--- begin SOURCE MATERIAL ---
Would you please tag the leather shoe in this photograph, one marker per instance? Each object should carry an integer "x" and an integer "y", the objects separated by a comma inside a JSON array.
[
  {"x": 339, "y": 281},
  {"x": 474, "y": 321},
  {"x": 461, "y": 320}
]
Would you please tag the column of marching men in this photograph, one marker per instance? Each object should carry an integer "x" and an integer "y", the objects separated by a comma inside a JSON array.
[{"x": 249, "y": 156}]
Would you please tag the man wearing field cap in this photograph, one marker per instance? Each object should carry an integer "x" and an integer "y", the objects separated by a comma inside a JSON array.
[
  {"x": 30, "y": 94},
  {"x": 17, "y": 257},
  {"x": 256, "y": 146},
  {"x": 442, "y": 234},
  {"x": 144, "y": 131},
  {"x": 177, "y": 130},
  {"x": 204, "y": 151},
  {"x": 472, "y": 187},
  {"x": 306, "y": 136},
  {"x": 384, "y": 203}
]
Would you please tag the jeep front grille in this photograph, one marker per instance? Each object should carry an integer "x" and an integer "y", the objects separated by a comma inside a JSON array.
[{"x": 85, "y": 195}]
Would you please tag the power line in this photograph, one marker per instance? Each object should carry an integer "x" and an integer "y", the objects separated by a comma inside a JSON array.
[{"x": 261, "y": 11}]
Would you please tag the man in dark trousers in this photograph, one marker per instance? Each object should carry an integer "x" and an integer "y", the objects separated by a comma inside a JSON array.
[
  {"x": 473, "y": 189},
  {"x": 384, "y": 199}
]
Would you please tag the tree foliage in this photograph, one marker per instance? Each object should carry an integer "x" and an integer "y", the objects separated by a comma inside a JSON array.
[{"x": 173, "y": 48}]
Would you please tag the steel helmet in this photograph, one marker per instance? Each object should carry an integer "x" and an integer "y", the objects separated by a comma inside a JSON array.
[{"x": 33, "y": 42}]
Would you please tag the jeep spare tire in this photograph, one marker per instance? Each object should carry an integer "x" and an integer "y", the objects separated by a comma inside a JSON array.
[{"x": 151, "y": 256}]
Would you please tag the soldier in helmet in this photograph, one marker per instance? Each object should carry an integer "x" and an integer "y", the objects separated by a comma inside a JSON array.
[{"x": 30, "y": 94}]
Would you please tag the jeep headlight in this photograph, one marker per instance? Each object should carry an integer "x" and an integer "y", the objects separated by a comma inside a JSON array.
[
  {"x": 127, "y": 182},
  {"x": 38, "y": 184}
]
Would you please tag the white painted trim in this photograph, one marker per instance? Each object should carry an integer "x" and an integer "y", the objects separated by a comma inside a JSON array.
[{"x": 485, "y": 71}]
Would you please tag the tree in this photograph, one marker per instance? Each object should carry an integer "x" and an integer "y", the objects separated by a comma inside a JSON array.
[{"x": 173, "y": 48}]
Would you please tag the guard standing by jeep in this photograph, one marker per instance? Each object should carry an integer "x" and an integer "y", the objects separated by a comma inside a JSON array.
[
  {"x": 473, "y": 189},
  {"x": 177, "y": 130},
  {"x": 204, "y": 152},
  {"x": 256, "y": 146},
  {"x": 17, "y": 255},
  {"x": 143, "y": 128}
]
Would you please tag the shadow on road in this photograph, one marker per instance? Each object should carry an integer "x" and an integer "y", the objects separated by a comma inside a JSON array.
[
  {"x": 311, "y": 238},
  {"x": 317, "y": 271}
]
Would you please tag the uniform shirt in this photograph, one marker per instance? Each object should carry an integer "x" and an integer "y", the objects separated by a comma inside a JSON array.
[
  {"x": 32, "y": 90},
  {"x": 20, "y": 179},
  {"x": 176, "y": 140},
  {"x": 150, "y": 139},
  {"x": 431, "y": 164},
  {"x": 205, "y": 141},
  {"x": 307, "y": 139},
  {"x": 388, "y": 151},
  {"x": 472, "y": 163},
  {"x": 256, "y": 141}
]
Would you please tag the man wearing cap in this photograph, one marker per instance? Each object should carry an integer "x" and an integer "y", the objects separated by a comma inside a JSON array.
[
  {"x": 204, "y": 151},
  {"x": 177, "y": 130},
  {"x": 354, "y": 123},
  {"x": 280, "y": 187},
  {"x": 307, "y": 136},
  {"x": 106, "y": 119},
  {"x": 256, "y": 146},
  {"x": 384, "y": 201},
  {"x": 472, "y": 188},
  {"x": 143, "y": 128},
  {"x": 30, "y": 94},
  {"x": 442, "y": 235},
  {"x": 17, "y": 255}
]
--- end SOURCE MATERIAL ---
AIM: Please repeat the material above, word for word and in full.

TASK RESPONSE:
Would you please tag the leather shoe in this photograph, one marker per instance? Each object should carry an integer "x" and an integer "y", the objects separated by a comma inside a JSON array.
[
  {"x": 339, "y": 281},
  {"x": 474, "y": 321},
  {"x": 461, "y": 320}
]
Would you please tag the column of marching men in this photograph, one marker per instance? Each object should carry an integer "x" and an integer "y", the objects separated by a comma inside a JSON array.
[{"x": 249, "y": 156}]
Would you please tag the man wearing field cap in this photograph, one marker per instance? Each object should carry an integer "x" and an integer "y", the objects separated by a comma inside a JSON array.
[
  {"x": 30, "y": 94},
  {"x": 17, "y": 257},
  {"x": 256, "y": 146},
  {"x": 442, "y": 234},
  {"x": 144, "y": 131},
  {"x": 177, "y": 130},
  {"x": 204, "y": 151},
  {"x": 472, "y": 187},
  {"x": 306, "y": 136},
  {"x": 384, "y": 203}
]
Would you please tag the jeep front grille in this photograph, one marker per instance? Each object should carry an integer "x" and an integer "y", the objects separated by a comma inside a JSON array.
[{"x": 85, "y": 195}]
Would you please tag the power line in this photograph, one marker per instance? Each object should carry an integer "x" and an integer "y", the objects separated by a comma inside a JSON array.
[{"x": 261, "y": 11}]
Would you please tag the man in dark trousers in this photograph, one marker per instance? Each object should carry an integer "x" and an integer "y", the objects separated by a comma inside a JSON array.
[
  {"x": 473, "y": 189},
  {"x": 384, "y": 199}
]
Would you please tag the tree foliage in this photograph, one marker per instance? Each object should carry an integer "x" and an integer "y", the objects separated by a comma inside a JSON array.
[{"x": 173, "y": 48}]
Would you please tag the steel helmet in this photograph, one marker per instance? Each object should carry an integer "x" and an integer "y", the objects separated by a comma inside a JSON array.
[{"x": 33, "y": 42}]
Would you please tag the jeep spare tire in this photograph, one marker per instance? Each object should carry an integer "x" and an integer "y", the objects separated by a comma inside a JSON array.
[{"x": 151, "y": 256}]
Would you please tag the soldier in helmet in this photograph, one marker per instance? Each object should carry an integer "x" and an integer "y", the objects separated by a comma inside a JSON array.
[{"x": 30, "y": 94}]
Would you please tag the jeep headlight in this photograph, one marker per instance? Each object should carry an integer "x" and an integer "y", the objects separated by a comma inside a JSON array.
[
  {"x": 127, "y": 182},
  {"x": 38, "y": 184}
]
Would you please tag the white painted trim in this photograph, one marker per instance? Each object should carry an integer "x" and an integer "y", the objects separated by a comma inside a JSON array.
[{"x": 485, "y": 71}]
Would you please tag the tree in this photograph, one marker per instance? Each object should carry an integer "x" and an integer "y", the objects separated by a comma inside a JSON array.
[{"x": 173, "y": 48}]
Would you please tag the guard standing by jeep in this photograph, one marker per instance? Each object should carry an integer "x" and an integer "y", the objects separated by a comma inside a JSON array.
[
  {"x": 473, "y": 189},
  {"x": 177, "y": 130},
  {"x": 204, "y": 152},
  {"x": 256, "y": 146},
  {"x": 17, "y": 255},
  {"x": 143, "y": 128}
]
Would you please tag the shadow on road in this photograph, one marker per instance? Each object should carry an integer "x" and an integer "y", the objects separated by a comma inside a JSON array.
[
  {"x": 311, "y": 238},
  {"x": 317, "y": 271}
]
Would you please tag the uniform shirt in this photograph, one marker per instance? Each object should carry an integer "x" and an integer "y", the objects separated by a comma inside a JSON array.
[
  {"x": 32, "y": 90},
  {"x": 20, "y": 179},
  {"x": 176, "y": 140},
  {"x": 150, "y": 139},
  {"x": 431, "y": 164},
  {"x": 205, "y": 141},
  {"x": 307, "y": 139},
  {"x": 388, "y": 151},
  {"x": 472, "y": 163},
  {"x": 256, "y": 141}
]
Would you please tag the man wearing cap in this photograph, one marker per instance? Each object should carry an integer "x" and an integer "y", the objects separated by a comma inside a JSON array.
[
  {"x": 204, "y": 151},
  {"x": 177, "y": 130},
  {"x": 354, "y": 123},
  {"x": 280, "y": 187},
  {"x": 307, "y": 136},
  {"x": 106, "y": 119},
  {"x": 256, "y": 146},
  {"x": 384, "y": 201},
  {"x": 472, "y": 188},
  {"x": 143, "y": 128},
  {"x": 30, "y": 94},
  {"x": 442, "y": 235},
  {"x": 17, "y": 255}
]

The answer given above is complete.